§ **Task objective**
Given the records below, would you repeat exactly the lines that begin at the one containing "Target: leafy foliage" and end at the one containing "white sun hat.", inclusive?
━━━━━ Input data ━━━━━
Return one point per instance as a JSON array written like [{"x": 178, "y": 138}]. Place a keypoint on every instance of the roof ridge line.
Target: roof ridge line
━━━━━
━━━━━ Input data ━━━━━
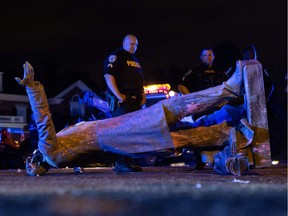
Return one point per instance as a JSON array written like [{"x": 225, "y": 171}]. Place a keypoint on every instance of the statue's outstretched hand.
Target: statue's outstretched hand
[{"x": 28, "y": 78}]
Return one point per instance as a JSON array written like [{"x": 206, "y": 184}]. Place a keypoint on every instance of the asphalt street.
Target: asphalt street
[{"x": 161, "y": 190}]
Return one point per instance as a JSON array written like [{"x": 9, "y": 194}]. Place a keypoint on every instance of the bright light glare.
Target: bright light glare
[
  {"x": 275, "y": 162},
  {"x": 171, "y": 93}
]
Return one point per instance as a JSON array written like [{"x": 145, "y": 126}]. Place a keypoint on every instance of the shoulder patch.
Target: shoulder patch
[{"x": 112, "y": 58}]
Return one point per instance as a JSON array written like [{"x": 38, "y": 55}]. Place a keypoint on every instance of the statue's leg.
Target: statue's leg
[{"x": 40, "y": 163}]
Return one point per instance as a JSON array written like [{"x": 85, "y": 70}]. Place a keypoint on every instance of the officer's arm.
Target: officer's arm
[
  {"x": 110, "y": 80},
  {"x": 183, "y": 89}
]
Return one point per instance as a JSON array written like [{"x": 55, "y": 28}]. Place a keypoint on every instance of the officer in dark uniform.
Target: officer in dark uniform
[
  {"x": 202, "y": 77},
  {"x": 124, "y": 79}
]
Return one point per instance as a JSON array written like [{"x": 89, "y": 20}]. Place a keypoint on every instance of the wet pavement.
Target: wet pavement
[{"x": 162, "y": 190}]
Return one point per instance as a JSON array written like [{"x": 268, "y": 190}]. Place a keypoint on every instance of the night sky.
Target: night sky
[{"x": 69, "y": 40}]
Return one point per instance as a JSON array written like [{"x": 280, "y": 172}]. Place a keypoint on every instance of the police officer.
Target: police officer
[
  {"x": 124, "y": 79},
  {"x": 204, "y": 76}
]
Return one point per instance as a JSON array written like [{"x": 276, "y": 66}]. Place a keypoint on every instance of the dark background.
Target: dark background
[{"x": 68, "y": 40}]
━━━━━
━━━━━ Input data ━━━━━
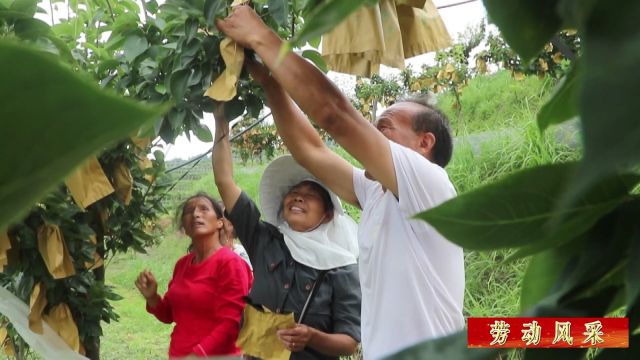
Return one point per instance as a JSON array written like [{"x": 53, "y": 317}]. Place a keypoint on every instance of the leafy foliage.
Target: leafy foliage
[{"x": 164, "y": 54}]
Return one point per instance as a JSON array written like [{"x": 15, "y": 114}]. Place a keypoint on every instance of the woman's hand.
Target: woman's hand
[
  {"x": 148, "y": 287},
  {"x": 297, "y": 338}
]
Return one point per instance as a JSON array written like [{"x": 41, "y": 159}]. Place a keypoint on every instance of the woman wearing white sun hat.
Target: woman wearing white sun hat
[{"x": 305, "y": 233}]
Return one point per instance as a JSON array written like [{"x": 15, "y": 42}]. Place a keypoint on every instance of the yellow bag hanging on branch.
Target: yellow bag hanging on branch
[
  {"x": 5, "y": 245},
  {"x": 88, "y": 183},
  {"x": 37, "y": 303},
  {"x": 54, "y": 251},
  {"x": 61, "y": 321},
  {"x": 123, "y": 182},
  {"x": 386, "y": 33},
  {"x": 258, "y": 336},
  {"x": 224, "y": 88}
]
━━━━━
§ **Reply to the task**
Target: leafy foliage
[{"x": 164, "y": 54}]
Return one point per instance as a JSON array written like [{"x": 15, "y": 114}]. Place a keypoint on every instance of the woman's hand.
Target: woman's hand
[
  {"x": 148, "y": 287},
  {"x": 297, "y": 338}
]
Return one point per instance as a JSON array written like [{"x": 41, "y": 159}]. Place a keypoint on every instance of the woman wearing white sun hat.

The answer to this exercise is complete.